Work to complete:
From the entries below, gather each line containing the word "blue".

Saved entries:
╔══

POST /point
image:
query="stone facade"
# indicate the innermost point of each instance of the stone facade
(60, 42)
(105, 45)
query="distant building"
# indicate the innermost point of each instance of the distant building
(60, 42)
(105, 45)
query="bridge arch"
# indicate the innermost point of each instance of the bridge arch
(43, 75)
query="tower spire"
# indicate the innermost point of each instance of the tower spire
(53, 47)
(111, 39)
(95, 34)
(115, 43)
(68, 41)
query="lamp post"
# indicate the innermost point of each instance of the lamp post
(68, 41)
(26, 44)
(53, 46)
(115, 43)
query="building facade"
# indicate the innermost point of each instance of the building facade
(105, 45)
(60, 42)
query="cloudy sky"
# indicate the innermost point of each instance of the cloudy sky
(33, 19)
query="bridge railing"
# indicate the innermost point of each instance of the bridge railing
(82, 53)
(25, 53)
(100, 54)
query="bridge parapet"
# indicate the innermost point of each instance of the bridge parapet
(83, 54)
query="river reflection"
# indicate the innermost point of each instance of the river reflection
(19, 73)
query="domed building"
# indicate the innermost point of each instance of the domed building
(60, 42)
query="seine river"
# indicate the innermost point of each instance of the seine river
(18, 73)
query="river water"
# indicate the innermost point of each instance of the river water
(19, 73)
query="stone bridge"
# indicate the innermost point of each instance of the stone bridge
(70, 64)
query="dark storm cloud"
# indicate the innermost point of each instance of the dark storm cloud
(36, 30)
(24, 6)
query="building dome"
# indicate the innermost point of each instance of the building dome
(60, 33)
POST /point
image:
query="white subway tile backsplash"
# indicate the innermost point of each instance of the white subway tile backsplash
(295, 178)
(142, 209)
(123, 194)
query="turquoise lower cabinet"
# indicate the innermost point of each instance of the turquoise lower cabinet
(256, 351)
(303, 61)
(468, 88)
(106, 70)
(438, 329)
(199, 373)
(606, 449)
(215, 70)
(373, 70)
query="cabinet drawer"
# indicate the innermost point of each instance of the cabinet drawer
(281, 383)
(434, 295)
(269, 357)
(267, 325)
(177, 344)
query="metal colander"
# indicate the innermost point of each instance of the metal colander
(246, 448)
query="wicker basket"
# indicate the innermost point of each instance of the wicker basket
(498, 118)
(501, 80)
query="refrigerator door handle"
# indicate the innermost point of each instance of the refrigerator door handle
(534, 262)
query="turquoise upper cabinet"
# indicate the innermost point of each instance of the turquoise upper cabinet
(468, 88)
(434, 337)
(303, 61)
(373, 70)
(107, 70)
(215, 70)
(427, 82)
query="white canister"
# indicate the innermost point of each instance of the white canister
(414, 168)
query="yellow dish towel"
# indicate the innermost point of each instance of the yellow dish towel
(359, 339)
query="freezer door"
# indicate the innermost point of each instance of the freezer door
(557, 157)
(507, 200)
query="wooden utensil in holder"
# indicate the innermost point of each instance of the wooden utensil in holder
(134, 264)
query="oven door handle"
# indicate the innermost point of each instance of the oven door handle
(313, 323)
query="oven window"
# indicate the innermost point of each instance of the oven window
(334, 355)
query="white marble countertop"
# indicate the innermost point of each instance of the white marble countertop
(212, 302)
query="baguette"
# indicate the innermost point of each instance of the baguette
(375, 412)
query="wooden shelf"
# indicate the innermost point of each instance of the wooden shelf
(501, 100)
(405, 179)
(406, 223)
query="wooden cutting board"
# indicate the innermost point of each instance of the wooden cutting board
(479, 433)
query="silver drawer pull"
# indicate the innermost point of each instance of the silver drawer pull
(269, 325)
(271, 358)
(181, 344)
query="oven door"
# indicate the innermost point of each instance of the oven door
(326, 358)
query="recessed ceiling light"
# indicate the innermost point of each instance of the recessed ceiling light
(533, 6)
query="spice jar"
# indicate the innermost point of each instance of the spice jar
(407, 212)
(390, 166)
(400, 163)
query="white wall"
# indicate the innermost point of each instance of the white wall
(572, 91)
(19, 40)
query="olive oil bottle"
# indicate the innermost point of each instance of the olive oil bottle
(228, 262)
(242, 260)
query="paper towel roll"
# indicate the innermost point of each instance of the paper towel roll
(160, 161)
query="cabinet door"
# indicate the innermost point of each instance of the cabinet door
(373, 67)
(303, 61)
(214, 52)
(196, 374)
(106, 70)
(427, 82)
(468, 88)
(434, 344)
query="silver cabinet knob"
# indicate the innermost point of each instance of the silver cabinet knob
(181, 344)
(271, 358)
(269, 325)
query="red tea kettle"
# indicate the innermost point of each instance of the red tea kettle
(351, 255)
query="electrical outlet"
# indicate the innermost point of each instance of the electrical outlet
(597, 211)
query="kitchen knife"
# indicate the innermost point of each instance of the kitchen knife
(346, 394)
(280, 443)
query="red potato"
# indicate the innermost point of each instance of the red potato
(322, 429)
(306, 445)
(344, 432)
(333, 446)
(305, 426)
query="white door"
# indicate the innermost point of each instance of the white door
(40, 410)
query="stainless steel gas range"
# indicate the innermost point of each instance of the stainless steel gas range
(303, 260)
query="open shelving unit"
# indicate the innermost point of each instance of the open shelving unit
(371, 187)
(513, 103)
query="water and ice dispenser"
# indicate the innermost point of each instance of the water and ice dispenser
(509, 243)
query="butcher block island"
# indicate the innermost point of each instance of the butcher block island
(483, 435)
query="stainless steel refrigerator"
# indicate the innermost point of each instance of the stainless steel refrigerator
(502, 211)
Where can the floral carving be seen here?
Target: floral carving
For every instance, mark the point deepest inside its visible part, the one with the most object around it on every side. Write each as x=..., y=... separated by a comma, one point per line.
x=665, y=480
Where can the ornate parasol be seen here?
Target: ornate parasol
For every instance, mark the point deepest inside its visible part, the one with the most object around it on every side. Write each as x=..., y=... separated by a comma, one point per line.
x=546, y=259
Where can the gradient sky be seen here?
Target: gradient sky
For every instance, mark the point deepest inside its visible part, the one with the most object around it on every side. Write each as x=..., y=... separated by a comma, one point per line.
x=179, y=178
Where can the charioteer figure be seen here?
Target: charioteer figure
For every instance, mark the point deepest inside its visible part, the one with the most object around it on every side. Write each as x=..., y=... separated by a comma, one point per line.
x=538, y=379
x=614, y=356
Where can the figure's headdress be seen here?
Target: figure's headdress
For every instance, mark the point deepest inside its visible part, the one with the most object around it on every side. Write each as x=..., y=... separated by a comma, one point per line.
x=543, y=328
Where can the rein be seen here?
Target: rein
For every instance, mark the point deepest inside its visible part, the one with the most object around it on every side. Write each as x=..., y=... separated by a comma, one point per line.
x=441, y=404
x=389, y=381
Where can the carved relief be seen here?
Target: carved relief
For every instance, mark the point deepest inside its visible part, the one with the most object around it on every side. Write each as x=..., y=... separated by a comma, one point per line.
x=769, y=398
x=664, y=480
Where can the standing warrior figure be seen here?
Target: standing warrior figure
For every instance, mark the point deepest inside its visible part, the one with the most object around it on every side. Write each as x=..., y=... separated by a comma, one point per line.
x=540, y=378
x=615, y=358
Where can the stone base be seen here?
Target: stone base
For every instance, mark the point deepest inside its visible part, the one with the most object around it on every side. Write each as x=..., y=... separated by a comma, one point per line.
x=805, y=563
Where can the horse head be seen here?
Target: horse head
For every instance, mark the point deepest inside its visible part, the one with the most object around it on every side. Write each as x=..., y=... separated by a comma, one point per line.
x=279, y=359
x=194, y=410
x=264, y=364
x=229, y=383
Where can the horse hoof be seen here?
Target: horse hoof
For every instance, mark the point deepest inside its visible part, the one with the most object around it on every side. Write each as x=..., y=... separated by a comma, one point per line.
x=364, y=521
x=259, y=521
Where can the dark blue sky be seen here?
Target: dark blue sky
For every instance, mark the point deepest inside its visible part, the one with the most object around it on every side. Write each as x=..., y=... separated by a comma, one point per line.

╚══

Answer box:
Where can the dark blue sky be seen here?
Target: dark blue sky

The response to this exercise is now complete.